START

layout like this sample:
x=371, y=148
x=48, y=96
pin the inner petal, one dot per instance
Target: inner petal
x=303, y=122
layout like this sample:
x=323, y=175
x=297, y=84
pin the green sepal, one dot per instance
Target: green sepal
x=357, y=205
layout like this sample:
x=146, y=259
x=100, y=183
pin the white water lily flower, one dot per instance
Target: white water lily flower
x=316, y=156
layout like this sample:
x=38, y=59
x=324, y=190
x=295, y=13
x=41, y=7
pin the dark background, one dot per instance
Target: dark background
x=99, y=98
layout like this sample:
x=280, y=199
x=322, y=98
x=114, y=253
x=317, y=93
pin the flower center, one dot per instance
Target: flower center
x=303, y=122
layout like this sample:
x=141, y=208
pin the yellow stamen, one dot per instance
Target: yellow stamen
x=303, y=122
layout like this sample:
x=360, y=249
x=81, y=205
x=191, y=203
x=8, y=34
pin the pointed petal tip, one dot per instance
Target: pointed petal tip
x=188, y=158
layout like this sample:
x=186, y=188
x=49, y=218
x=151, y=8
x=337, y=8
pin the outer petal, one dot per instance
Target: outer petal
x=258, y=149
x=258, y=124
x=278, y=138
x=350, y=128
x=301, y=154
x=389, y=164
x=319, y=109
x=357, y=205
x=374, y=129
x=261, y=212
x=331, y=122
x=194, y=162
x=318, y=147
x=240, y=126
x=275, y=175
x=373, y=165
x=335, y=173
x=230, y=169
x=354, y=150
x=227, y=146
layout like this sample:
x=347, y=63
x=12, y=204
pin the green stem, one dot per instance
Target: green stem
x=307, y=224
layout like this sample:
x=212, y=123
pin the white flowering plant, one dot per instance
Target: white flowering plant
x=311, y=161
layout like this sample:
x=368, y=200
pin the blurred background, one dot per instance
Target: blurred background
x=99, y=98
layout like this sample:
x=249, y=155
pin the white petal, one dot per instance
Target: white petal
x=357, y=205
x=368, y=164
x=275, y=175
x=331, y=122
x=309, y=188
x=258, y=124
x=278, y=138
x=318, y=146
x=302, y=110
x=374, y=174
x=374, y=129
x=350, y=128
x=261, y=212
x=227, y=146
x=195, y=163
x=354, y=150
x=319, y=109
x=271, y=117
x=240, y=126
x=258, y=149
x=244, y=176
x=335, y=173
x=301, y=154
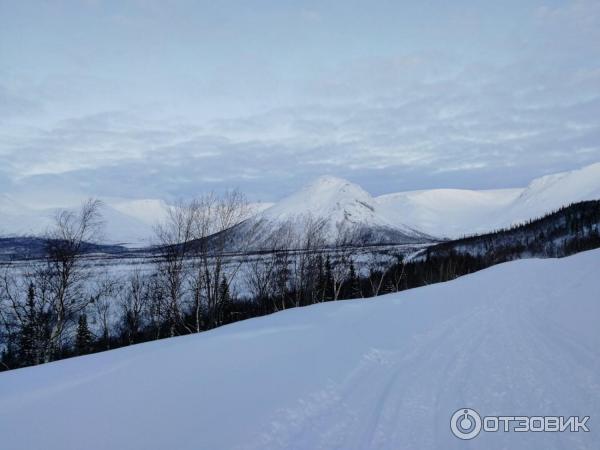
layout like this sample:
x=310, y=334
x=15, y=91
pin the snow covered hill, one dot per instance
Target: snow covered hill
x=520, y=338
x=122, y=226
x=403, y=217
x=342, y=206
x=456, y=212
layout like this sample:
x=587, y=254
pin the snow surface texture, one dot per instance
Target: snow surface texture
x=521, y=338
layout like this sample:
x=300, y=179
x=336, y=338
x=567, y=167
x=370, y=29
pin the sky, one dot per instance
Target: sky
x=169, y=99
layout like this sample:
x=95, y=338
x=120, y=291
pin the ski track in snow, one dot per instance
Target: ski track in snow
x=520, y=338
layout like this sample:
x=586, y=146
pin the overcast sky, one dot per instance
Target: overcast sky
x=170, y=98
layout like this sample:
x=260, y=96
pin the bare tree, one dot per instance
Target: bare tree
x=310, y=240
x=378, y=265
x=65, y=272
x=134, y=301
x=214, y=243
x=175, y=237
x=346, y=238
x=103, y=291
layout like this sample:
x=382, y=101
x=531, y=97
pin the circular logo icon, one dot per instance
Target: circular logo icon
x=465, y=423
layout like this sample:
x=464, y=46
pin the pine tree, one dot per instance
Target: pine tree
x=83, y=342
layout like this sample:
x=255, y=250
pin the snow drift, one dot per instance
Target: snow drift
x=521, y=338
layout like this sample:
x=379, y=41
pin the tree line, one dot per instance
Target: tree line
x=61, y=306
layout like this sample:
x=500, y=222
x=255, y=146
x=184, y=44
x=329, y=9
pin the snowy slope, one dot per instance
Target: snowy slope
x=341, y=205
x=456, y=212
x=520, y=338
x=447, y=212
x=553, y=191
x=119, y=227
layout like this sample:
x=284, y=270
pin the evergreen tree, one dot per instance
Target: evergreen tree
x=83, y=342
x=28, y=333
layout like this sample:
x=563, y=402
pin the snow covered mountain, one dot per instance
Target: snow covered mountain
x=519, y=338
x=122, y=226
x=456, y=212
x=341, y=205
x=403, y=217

END
START

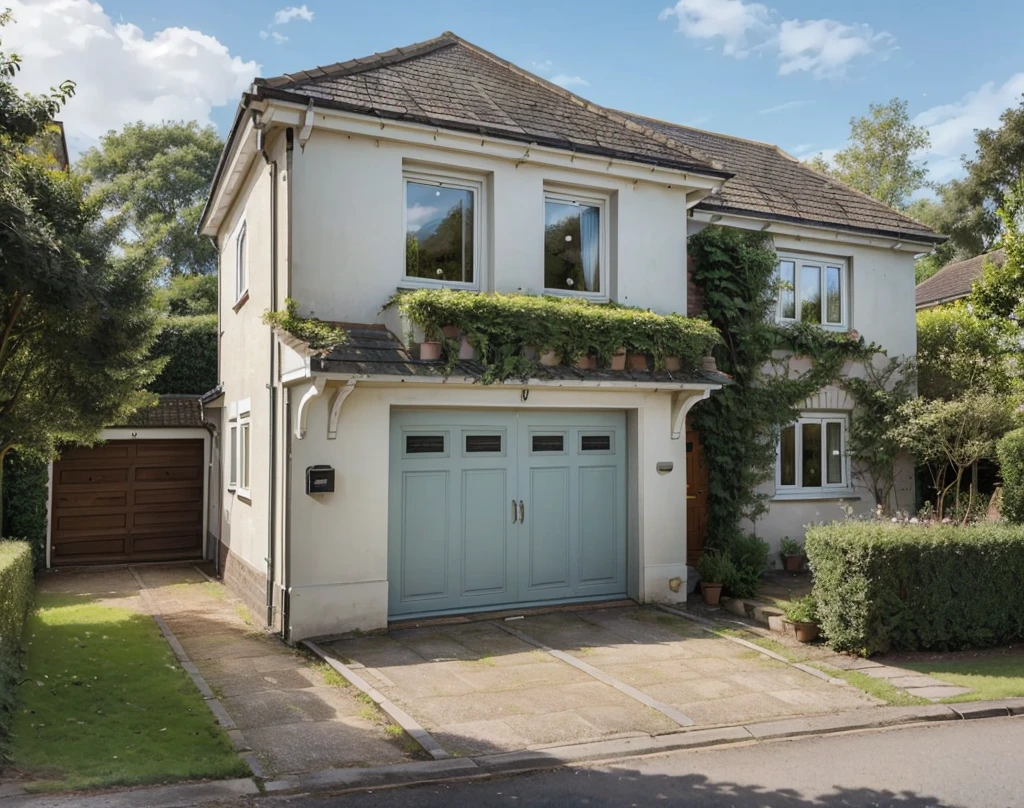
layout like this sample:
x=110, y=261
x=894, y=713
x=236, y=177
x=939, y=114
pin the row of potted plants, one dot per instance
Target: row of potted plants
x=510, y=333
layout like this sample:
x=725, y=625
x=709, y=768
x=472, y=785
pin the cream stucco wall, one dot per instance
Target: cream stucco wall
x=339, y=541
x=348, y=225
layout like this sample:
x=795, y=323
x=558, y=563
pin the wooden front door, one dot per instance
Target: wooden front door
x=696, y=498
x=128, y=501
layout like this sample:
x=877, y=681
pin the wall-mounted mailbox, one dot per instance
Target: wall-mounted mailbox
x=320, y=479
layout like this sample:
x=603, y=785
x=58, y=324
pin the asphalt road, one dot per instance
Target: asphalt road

END
START

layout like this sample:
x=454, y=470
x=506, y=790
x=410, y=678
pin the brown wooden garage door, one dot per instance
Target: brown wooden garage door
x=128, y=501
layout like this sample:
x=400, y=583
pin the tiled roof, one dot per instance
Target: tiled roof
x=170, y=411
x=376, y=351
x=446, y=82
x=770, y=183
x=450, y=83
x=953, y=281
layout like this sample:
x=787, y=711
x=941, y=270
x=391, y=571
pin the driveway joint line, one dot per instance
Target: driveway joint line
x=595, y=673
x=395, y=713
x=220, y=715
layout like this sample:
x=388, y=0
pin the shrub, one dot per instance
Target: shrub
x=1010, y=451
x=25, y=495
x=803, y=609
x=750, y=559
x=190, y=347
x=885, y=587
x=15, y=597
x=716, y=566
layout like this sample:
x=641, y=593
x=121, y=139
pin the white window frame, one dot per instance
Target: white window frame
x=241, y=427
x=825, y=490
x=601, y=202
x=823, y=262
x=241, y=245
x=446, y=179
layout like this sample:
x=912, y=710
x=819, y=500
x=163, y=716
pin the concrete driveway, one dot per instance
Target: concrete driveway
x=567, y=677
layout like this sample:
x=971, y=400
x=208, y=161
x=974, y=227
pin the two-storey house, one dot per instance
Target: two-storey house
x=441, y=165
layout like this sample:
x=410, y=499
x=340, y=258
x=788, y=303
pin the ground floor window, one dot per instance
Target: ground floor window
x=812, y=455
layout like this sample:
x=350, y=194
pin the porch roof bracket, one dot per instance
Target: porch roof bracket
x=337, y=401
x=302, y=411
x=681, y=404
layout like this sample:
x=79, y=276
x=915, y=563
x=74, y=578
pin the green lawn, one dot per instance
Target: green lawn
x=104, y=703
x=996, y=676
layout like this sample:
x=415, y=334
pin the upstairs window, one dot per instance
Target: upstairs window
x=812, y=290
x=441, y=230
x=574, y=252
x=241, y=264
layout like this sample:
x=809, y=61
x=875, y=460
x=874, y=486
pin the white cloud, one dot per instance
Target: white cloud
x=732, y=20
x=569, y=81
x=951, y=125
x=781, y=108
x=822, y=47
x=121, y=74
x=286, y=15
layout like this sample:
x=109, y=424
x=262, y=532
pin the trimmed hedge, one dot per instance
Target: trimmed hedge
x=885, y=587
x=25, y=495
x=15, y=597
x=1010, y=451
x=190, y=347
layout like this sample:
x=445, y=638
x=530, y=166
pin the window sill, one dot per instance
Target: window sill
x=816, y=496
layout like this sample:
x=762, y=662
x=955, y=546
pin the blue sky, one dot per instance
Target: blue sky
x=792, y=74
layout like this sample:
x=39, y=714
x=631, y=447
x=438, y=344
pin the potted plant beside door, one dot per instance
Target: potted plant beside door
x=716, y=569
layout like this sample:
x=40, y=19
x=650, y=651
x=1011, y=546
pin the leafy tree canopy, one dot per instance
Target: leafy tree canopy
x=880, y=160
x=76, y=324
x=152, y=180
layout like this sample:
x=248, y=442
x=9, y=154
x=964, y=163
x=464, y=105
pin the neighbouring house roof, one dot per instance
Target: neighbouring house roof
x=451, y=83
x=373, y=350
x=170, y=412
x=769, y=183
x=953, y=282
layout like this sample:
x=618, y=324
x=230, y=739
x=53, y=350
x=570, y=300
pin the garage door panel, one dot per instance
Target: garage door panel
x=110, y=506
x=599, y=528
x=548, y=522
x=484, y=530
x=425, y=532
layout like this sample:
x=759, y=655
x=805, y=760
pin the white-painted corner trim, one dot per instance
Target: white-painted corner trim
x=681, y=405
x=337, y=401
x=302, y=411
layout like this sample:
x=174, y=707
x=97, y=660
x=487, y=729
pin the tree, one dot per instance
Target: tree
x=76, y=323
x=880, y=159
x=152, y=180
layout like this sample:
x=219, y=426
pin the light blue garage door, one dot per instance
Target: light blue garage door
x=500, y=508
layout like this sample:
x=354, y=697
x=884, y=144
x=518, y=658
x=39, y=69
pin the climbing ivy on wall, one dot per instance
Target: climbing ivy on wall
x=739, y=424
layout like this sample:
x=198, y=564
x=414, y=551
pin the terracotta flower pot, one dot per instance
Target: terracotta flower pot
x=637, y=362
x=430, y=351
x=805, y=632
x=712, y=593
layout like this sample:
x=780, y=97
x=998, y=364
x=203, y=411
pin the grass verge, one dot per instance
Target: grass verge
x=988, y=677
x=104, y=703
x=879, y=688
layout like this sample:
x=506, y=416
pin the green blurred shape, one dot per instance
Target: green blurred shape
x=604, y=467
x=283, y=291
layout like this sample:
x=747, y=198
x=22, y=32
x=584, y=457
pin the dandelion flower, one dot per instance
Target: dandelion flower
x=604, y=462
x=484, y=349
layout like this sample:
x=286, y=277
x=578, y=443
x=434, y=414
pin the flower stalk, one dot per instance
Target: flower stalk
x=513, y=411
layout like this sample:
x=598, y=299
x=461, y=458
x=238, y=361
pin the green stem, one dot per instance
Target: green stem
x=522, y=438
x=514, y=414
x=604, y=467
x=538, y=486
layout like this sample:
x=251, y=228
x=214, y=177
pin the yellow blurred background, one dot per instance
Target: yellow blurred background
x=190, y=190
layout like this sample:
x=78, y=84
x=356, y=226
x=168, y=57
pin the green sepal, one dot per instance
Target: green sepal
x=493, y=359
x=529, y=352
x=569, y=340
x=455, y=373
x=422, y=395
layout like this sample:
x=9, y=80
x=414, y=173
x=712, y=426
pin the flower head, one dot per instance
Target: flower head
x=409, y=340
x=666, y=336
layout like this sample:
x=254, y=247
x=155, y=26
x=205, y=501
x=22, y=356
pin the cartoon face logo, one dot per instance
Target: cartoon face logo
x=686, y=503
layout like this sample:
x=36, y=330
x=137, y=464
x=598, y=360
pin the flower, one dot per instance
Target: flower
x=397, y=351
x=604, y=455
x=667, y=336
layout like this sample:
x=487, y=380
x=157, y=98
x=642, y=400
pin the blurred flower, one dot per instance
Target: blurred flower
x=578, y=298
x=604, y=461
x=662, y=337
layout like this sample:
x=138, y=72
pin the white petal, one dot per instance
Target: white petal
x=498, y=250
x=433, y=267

END

## WHAT THE TASK REQUIRES
Count the lines of the material above that contain the word "stalk", treating uppercase and lowercase as different. Give only the number.

## CORRECT RESPONSE
2